THE RECORDS ▸
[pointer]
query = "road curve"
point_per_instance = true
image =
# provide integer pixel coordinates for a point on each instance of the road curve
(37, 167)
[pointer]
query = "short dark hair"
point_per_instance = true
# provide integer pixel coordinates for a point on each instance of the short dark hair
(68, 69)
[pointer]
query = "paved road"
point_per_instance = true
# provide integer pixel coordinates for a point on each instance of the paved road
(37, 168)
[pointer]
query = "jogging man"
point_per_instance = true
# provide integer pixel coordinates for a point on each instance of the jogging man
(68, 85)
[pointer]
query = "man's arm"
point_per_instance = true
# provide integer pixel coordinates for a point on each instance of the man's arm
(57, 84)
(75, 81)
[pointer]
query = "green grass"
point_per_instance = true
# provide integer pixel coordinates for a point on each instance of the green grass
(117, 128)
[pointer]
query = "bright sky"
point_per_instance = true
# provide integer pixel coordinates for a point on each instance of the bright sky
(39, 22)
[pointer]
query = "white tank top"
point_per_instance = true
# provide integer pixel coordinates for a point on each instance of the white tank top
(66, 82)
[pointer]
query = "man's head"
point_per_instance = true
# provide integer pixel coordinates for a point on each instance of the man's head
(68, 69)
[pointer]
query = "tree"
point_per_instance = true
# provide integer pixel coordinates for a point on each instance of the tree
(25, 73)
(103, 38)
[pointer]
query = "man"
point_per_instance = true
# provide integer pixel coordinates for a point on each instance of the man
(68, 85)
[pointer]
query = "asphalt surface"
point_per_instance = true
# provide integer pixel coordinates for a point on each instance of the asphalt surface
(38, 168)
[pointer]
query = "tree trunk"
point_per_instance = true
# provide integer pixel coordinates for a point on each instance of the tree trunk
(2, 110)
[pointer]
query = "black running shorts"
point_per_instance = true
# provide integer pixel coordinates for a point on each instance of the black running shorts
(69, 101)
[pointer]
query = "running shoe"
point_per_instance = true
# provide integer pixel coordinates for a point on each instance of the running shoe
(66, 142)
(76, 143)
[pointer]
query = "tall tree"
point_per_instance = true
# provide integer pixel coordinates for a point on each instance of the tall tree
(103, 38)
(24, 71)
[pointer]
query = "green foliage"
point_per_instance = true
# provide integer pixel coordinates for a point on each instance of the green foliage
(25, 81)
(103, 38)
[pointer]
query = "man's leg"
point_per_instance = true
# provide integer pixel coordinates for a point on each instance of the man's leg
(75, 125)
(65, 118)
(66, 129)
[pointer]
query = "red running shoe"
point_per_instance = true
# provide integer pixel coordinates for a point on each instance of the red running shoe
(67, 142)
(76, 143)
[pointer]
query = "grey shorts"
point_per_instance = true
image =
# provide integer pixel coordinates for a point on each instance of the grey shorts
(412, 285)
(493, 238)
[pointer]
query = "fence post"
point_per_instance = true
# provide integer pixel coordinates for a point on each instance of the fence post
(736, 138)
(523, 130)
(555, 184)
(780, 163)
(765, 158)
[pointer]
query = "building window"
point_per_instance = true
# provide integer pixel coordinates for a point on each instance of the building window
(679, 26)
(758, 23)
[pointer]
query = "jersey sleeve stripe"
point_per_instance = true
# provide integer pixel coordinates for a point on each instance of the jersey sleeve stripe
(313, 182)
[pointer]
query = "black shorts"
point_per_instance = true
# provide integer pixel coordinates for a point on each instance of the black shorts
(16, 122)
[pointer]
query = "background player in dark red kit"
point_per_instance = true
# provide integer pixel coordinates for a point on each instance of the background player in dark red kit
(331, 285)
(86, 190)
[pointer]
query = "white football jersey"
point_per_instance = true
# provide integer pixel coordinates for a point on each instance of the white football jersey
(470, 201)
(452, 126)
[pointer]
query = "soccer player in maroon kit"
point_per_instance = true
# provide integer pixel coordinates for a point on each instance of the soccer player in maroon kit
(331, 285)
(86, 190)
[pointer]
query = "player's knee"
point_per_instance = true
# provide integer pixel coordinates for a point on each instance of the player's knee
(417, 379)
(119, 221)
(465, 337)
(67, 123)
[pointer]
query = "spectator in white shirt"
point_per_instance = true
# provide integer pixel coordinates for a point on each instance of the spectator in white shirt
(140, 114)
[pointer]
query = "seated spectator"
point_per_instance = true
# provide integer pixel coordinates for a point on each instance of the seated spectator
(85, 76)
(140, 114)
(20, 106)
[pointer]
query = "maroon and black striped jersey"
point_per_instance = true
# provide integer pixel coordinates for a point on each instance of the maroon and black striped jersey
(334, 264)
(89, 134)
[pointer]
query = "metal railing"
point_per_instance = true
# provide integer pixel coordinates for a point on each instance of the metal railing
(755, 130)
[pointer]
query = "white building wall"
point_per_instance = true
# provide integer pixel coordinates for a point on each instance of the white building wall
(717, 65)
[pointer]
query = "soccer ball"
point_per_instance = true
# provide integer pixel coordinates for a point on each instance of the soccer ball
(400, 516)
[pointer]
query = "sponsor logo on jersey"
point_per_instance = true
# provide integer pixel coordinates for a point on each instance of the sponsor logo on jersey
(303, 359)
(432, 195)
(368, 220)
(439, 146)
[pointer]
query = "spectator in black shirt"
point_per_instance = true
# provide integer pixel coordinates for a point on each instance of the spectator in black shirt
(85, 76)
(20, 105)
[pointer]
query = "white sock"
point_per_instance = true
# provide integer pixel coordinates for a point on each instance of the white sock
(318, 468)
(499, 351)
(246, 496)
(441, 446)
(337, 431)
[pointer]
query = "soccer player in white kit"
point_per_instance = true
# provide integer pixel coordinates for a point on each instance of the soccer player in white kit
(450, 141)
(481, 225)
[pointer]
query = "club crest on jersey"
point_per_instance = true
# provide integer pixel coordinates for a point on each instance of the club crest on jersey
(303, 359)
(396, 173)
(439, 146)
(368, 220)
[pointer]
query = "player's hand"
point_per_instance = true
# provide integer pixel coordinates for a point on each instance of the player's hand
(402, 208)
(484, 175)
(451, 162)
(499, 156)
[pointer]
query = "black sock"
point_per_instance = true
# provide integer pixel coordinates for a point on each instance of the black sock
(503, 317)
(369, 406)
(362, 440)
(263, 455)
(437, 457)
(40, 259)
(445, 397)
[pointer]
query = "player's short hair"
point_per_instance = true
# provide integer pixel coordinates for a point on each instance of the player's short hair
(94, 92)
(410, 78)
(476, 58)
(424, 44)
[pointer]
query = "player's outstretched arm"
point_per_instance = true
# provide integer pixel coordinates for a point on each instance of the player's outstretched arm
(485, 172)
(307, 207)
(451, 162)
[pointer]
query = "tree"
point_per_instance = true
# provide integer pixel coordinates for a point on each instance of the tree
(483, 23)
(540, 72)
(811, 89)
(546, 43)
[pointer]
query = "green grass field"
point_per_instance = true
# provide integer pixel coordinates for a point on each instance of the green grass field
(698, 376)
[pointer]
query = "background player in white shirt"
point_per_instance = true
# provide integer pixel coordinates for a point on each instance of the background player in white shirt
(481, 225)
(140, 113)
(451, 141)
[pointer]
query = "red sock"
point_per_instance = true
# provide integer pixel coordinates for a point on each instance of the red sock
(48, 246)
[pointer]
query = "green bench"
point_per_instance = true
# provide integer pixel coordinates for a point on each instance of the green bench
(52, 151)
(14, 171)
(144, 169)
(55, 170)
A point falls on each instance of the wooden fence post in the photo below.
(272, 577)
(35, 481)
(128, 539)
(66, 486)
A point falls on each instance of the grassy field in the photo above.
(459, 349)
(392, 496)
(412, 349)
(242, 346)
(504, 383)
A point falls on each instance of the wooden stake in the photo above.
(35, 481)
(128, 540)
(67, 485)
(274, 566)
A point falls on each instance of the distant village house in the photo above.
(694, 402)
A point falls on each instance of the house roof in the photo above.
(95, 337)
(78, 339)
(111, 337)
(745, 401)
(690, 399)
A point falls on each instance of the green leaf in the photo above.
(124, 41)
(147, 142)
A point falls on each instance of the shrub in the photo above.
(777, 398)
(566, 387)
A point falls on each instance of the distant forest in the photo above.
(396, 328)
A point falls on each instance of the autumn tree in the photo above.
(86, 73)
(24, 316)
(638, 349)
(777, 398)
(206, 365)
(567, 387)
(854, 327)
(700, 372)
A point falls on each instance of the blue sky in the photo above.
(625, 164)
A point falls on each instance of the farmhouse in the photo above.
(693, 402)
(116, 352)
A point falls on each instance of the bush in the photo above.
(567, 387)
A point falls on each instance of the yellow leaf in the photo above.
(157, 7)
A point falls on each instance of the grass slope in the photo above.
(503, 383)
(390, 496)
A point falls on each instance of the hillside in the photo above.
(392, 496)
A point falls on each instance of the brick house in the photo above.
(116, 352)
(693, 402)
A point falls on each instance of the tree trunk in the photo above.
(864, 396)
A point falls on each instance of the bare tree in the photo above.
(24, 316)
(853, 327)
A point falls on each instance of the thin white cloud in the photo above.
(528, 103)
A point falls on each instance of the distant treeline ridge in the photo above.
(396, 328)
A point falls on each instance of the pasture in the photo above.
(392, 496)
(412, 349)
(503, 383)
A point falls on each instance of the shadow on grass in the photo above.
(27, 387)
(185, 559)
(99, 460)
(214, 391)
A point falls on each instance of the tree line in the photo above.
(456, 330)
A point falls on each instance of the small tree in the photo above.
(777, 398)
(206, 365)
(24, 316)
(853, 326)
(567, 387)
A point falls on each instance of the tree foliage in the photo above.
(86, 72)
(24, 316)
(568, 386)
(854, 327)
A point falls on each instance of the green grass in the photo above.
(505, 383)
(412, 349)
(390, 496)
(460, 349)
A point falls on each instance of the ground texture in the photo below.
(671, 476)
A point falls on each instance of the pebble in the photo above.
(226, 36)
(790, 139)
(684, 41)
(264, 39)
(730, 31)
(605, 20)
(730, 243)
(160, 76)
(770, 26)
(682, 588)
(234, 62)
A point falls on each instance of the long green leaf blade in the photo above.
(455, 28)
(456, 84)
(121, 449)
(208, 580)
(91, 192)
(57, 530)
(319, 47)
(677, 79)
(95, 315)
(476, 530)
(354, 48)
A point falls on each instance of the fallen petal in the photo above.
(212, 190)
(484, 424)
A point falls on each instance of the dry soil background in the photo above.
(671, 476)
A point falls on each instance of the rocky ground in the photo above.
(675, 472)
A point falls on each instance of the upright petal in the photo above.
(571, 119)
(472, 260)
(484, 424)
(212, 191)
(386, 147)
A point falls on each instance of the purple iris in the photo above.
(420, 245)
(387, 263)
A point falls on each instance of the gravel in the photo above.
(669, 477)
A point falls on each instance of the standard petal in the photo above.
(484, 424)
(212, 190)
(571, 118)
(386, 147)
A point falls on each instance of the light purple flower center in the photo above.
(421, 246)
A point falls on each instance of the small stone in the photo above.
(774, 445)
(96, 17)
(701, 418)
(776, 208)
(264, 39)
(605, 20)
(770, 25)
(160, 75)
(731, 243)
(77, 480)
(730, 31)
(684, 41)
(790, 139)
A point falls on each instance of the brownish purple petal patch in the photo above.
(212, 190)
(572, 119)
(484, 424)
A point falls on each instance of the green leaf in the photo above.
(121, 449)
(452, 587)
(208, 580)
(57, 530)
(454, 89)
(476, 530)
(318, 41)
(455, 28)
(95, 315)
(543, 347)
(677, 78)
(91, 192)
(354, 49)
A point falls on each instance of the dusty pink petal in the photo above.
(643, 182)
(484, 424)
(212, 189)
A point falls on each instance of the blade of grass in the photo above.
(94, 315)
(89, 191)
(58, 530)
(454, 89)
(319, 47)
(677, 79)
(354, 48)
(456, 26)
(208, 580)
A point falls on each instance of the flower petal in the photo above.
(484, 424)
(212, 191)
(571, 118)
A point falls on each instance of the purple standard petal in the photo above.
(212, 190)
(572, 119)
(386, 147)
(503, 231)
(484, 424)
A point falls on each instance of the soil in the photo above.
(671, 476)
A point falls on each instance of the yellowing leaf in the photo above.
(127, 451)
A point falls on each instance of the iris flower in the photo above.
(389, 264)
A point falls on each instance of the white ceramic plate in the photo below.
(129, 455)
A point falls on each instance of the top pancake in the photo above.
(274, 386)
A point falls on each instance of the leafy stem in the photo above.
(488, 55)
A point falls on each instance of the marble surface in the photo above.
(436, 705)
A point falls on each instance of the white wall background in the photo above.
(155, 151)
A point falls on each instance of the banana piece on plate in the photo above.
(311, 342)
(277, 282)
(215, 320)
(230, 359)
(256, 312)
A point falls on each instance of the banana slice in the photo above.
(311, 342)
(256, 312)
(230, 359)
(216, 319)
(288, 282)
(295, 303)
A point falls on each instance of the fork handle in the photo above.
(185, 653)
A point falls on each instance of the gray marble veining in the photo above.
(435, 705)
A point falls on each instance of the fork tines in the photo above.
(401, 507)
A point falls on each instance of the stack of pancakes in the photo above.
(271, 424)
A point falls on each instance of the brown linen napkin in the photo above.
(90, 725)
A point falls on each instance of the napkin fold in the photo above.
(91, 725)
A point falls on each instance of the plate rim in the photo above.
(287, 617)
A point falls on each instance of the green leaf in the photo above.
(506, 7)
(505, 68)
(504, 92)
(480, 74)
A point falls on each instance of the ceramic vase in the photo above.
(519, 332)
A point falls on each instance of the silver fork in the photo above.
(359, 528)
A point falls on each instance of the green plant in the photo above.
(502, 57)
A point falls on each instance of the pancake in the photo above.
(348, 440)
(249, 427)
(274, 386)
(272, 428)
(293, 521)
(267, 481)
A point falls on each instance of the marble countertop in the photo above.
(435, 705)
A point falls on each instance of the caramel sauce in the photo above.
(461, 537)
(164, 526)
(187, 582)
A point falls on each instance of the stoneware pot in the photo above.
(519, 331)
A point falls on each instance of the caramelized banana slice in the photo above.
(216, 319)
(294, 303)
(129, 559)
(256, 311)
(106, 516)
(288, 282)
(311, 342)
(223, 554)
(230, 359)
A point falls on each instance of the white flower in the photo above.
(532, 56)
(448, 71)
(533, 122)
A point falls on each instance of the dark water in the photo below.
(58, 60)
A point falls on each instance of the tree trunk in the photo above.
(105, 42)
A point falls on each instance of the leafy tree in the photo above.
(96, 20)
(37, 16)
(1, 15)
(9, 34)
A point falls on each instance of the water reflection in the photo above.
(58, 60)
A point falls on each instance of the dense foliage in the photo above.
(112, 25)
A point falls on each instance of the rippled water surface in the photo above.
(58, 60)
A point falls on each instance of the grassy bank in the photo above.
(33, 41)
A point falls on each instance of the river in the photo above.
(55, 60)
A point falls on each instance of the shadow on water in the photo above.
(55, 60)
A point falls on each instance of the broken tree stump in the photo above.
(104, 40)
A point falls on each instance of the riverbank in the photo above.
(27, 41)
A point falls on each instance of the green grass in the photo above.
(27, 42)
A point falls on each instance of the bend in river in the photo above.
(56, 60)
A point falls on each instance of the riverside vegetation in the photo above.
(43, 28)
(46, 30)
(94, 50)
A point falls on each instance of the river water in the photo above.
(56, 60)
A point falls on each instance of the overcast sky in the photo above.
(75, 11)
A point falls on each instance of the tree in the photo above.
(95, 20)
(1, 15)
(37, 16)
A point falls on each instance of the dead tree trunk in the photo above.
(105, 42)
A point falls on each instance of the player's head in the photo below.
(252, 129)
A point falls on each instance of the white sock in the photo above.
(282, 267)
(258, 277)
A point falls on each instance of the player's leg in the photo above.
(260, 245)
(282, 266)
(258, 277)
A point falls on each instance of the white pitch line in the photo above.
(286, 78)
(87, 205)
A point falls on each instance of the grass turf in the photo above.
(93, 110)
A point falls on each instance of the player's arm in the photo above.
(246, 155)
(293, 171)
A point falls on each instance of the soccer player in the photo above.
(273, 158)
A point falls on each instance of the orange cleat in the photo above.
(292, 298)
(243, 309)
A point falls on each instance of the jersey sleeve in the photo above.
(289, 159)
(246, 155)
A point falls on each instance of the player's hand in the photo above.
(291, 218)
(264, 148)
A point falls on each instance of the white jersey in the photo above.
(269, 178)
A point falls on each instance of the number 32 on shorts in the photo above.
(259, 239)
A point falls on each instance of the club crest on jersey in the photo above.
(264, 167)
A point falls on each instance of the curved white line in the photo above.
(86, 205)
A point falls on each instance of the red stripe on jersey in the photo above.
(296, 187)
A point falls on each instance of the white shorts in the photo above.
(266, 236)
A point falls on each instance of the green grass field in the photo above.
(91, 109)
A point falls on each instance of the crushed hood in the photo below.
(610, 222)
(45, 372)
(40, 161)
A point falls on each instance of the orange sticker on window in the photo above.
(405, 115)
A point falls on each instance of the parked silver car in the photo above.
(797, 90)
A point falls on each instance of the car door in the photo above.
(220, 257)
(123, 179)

YOUR GOAL ▸
Where the line containing "A point falls on each instance of the orange sticker" appears in the records above, begin copying and continue through the last line; copy each line exactly and include no others.

TASK SOLUTION ▸
A point falls on each instance of the orange sticker on window in the photo above.
(405, 115)
A point falls on each instance of the parked silver car in the photo above.
(797, 90)
A point falls on each instance of the car door in the photo above.
(220, 257)
(123, 179)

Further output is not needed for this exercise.